What needs to be done ::
Return, exactly and in full, the lines of the records below starting at the one with "e.g. point(178, 203)" and ending at the one with "e.g. point(365, 438)", and no other lines.

Entries shown ::
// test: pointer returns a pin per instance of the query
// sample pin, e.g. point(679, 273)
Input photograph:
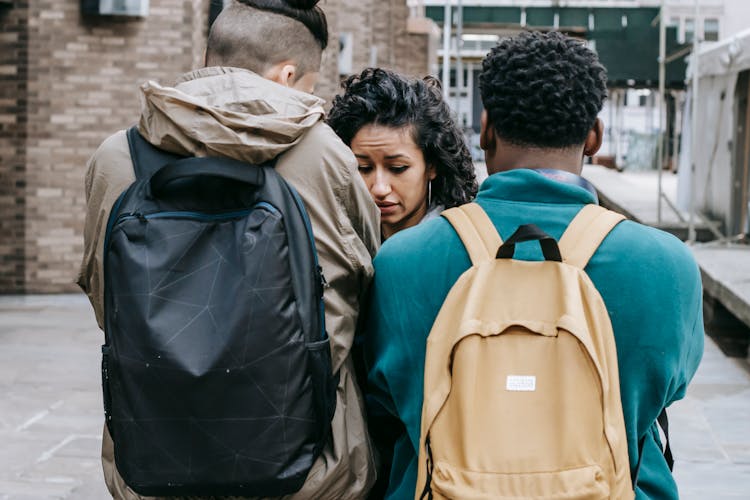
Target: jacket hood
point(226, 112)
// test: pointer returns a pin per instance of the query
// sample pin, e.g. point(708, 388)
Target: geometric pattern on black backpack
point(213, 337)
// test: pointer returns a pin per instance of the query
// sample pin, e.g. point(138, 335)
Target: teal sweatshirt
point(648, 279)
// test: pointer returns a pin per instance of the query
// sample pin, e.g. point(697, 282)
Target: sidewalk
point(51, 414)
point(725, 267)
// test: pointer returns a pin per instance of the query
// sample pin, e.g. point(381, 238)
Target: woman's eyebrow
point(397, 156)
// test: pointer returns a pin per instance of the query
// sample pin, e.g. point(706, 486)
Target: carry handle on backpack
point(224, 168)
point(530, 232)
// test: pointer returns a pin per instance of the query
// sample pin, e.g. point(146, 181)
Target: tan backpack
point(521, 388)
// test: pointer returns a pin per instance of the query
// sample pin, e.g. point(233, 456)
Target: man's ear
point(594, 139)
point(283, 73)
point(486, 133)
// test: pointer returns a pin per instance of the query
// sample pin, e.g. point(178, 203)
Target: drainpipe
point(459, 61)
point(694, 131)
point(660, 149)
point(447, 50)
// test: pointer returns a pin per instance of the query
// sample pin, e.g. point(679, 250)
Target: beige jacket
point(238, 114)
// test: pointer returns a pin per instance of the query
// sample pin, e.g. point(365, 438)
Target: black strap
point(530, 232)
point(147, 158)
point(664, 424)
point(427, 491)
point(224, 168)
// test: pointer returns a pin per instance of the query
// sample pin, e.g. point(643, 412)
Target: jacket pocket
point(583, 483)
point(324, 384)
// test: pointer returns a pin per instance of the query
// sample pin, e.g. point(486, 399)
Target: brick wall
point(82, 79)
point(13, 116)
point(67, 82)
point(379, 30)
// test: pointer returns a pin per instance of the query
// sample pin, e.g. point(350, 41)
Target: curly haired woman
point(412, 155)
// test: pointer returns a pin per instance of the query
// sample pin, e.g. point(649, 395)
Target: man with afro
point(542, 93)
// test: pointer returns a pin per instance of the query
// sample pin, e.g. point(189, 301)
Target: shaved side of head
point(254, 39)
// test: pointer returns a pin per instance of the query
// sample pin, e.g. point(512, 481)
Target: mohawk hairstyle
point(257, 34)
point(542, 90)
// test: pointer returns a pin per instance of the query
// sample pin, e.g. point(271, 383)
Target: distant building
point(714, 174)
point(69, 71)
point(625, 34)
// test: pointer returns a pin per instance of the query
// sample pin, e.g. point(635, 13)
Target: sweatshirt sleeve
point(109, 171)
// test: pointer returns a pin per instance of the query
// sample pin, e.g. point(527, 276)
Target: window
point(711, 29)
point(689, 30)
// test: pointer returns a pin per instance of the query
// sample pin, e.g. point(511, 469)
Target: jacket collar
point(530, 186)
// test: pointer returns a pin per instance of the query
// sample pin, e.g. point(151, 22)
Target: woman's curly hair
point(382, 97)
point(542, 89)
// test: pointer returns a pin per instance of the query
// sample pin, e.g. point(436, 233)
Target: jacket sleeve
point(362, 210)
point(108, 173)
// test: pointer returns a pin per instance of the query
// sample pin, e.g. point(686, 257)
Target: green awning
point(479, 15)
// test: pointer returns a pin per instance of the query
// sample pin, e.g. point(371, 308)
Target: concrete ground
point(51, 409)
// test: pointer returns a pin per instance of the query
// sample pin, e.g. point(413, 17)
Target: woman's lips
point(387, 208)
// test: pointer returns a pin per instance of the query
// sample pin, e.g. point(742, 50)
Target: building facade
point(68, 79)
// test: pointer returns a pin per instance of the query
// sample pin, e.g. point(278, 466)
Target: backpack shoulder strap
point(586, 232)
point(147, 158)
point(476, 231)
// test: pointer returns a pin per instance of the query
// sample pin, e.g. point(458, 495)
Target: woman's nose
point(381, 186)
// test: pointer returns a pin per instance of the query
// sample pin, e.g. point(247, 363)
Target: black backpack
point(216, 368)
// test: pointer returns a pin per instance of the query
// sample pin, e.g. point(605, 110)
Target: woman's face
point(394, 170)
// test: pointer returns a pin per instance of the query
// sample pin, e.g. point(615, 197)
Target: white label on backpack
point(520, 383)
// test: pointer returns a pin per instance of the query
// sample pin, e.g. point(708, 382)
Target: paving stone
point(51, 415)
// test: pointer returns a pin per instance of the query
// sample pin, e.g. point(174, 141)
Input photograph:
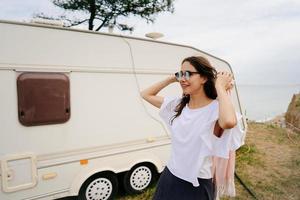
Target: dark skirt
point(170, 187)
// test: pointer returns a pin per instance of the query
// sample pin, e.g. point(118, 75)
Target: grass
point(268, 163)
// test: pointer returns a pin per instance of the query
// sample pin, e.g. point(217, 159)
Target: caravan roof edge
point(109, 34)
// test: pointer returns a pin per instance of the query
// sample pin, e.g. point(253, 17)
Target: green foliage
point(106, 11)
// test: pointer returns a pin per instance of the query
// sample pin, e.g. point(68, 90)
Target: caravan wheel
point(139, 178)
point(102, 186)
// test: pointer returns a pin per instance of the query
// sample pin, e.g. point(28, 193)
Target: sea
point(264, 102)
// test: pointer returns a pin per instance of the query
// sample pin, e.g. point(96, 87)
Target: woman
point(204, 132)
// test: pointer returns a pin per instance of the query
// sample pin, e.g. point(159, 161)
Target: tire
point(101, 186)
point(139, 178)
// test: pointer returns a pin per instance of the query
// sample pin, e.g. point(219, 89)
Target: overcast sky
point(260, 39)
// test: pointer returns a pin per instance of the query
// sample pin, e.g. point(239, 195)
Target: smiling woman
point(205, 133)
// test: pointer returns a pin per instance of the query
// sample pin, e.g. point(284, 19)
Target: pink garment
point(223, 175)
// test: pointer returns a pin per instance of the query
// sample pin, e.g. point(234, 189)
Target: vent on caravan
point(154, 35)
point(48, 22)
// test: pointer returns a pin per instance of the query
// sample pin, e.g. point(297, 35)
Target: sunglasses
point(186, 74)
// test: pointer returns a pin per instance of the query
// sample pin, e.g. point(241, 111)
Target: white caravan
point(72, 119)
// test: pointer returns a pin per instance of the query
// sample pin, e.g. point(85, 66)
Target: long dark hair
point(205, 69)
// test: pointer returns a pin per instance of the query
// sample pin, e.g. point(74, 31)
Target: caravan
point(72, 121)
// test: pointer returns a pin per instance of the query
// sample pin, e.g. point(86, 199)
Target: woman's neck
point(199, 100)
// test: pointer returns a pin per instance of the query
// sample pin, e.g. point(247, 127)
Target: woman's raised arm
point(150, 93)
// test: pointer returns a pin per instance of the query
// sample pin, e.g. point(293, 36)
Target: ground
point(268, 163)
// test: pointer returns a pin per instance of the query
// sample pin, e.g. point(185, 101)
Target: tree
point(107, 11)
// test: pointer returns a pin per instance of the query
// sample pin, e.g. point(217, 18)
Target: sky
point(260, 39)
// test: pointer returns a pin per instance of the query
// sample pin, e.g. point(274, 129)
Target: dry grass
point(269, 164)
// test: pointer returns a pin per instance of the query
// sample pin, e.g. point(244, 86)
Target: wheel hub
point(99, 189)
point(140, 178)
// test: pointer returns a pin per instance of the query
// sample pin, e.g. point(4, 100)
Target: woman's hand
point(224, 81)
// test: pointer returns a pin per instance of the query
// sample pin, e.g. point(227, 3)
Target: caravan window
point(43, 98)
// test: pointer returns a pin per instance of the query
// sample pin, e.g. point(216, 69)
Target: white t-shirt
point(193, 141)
--
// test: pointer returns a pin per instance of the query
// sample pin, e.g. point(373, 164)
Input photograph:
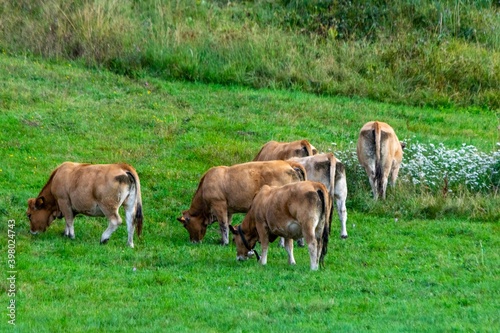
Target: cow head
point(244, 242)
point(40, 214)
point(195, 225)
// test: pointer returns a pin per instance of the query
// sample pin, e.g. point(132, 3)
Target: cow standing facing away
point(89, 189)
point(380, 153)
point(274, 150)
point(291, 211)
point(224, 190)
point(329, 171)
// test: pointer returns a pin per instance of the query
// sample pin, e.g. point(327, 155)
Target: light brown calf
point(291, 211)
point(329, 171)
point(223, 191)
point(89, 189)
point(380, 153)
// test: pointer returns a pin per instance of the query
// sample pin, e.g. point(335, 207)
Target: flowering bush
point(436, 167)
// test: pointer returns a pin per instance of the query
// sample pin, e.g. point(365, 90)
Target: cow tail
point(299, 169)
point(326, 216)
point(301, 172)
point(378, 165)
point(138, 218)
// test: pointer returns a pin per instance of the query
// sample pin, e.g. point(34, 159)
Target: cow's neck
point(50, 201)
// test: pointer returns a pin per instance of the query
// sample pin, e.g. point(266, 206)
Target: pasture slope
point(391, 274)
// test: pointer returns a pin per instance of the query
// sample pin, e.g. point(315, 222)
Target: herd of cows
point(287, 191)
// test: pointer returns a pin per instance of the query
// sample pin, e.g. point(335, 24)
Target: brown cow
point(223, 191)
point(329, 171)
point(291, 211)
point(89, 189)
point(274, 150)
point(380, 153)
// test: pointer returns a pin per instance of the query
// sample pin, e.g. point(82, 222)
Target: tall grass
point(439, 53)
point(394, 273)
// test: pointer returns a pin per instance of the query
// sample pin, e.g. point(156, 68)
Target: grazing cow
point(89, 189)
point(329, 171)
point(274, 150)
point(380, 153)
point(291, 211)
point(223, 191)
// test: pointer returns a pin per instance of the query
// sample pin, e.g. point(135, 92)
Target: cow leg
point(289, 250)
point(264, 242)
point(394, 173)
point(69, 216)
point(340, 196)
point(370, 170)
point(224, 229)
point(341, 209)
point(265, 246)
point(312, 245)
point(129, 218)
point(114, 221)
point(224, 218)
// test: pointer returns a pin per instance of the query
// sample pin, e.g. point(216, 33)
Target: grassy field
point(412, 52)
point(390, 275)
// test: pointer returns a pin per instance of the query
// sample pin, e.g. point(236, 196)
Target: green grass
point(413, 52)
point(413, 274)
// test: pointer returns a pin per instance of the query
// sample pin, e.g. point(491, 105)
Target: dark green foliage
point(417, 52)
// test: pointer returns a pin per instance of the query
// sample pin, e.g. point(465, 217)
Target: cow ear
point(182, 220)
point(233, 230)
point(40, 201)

Output ::
// sample pin, e.g. point(178, 203)
Target: drainpipe
point(459, 61)
point(694, 131)
point(660, 149)
point(447, 50)
// test: pointer returns a pin per instance of the query
// sample pin, e.g. point(679, 250)
Target: beige jacket
point(238, 114)
// test: pointer returns a pin per instance of the query
// sample pin, e.g. point(365, 438)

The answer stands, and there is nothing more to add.